## SELECTED TEXT
____

Parts of the primordial soup in which life arose have been maintained in our cells today according to scientists at the University of East Anglia.
Research published today in the Journal of Biological Chemistry reveals how cells in plants, yeast and very likely also in animals still perform ancient reactions thought to have been responsible for the origin of life – some four billion years ago.
The primordial soup theory suggests that life began in a pond or ocean as a result of the combination of metals, gases from the atmosphere and some form of energy, such as a lightning strike, to make the building blocks of proteins which would then evolve into all species.
The new research shows how small pockets of a cell – known as mitochondria – continue to perform similar reactions in our bodies today. These reactions involve iron, sulfur and electro-chemistry and are still important for functions such as respiration in animals and photosynthesis in plants.
Lead researcher Dr Janneke Balk, from UEA's school of Biological Sciences and the John Innes Centre, said: "Cells confine certain bits of dangerous chemistry to specific compartments of the cell.
"For example small pockets of a cell called mitochondria deal with electrochemistry and also with toxic sulfur metabolism. These are very ancient reactions thought to have been important for the origin of life.

____

## RAW DATA

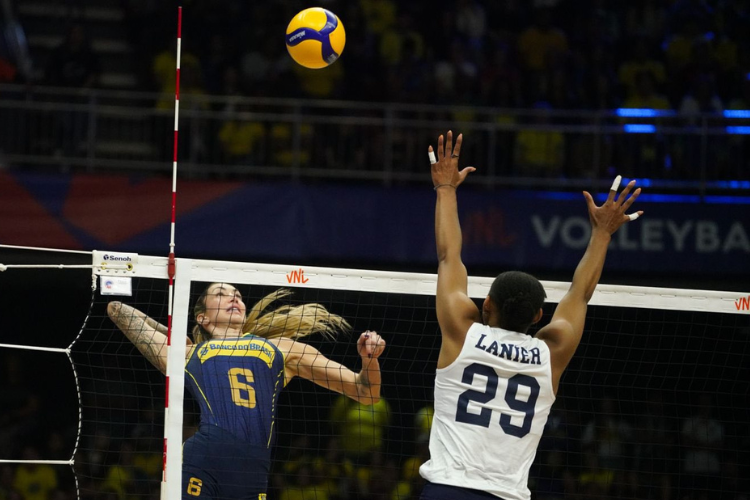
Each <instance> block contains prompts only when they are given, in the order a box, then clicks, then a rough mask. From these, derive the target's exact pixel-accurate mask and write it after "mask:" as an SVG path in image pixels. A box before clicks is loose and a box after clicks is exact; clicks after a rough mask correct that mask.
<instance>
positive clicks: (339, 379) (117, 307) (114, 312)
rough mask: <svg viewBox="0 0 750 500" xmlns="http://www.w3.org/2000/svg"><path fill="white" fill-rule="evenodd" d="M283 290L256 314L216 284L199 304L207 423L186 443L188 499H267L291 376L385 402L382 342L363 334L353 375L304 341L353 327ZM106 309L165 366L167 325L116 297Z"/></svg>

____

## WHAT THE TASK REQUIRES
In the article on the primordial soup, what do the ancient reactions still performed in mitochondria involve?

## EXERCISE RESPONSE
They involve iron, sulfur and electrochemistry.